* _Extracted records_:
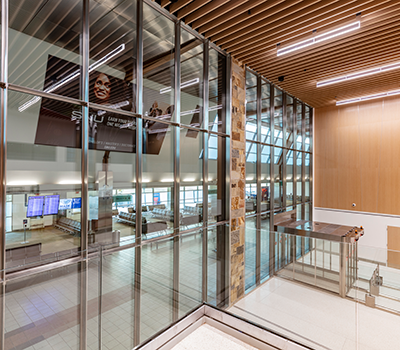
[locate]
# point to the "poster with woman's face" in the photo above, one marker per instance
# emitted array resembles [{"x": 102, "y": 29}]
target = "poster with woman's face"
[{"x": 59, "y": 123}]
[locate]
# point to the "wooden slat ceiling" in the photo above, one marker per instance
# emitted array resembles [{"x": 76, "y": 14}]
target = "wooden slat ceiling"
[{"x": 251, "y": 30}]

* _What the task asks_:
Render every entry above as a two-column CSV with the headers "entry_text" and "answer", one row per entry. Put each entry's text and its answer in a single quoted field, replace line breaks with spaces, and leave the pictures out.

* _Finished task_:
entry_text,answer
"[locate] # point to the ""poster with woman's face"" in the photo above, one marker per instance # emitted array resembles [{""x"": 102, ""y"": 29}] target = ""poster with woman's face""","[{""x"": 59, ""y"": 123}]"
"[locate] # point to the ""wooden slat ceiling"" in the photo above, one marker per instance # emitted array resembles [{""x"": 76, ""y"": 14}] target = ""wooden slat ceiling""","[{""x"": 251, ""y"": 30}]"